DATA FOR PROCESSING —
┌────────
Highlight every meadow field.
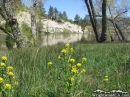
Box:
[0,43,130,97]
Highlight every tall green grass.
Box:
[0,43,130,97]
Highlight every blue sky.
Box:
[44,0,87,19]
[22,0,130,20]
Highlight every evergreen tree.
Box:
[63,11,68,20]
[54,7,58,18]
[48,6,54,17]
[74,14,80,24]
[59,11,63,19]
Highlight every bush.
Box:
[63,28,71,33]
[21,22,32,40]
[5,35,15,49]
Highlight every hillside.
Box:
[17,12,87,33]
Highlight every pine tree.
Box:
[48,6,54,17]
[54,7,58,18]
[63,11,68,20]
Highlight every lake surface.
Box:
[0,33,130,50]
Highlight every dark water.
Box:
[0,33,130,50]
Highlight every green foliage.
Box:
[4,22,12,32]
[59,11,63,19]
[63,28,71,33]
[0,56,18,97]
[48,6,54,17]
[36,0,46,16]
[21,22,32,39]
[0,43,130,97]
[54,7,58,18]
[74,14,80,22]
[5,35,15,49]
[63,11,68,20]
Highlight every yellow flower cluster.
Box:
[69,59,75,64]
[48,62,52,66]
[0,77,3,84]
[65,43,70,48]
[2,56,7,61]
[5,84,11,90]
[0,62,6,67]
[61,49,67,54]
[70,48,74,53]
[81,69,86,73]
[0,56,18,93]
[71,67,78,73]
[82,57,87,63]
[8,72,14,77]
[69,77,74,82]
[7,66,13,72]
[104,76,108,82]
[14,81,18,86]
[76,63,82,68]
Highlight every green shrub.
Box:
[5,35,15,49]
[63,28,71,33]
[21,22,32,40]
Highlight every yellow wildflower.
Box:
[69,77,74,82]
[0,77,3,83]
[104,76,108,82]
[65,43,70,48]
[48,62,52,66]
[69,59,75,64]
[71,67,78,73]
[7,66,13,72]
[58,55,61,59]
[2,56,7,61]
[14,81,18,86]
[0,62,6,67]
[81,69,86,73]
[5,84,11,90]
[82,57,87,62]
[8,72,14,77]
[61,49,67,54]
[76,63,81,68]
[70,48,74,52]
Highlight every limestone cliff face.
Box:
[17,12,87,33]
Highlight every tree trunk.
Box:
[85,0,100,42]
[115,23,125,41]
[0,0,27,48]
[100,0,107,42]
[31,0,38,46]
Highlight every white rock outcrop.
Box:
[16,12,83,33]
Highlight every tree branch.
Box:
[114,10,128,19]
[0,26,14,39]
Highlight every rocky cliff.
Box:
[17,12,86,33]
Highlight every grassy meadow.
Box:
[0,43,130,97]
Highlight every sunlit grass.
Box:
[0,43,130,97]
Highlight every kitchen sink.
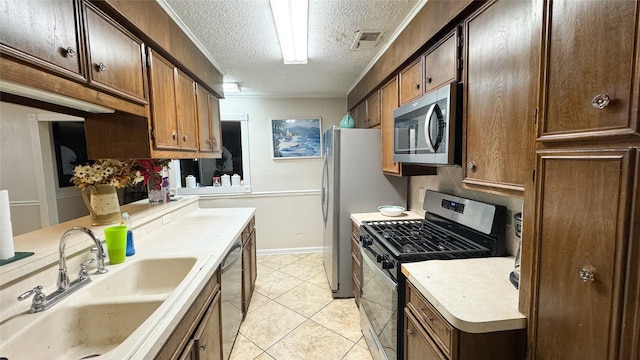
└────────
DO THIS —
Which lines in the items above contain the string "tree"? Pull out every one of them.

WORKED ANSWER —
Highlight every evergreen tree.
Highlight every pine tree.
Highlight every tree trunk.
Highlight every tree branch.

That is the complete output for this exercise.